WHAT YOU SHOULD DO: Pull out every line of the items below that contains the string "vanity". Case counts, so a line matches only if its letters agree in case as well.

GIVEN ENTRIES:
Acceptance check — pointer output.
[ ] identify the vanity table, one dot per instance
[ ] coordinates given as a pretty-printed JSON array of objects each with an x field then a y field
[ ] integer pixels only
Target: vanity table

RESULT:
[ ] identify the vanity table, one dot per instance
Target: vanity table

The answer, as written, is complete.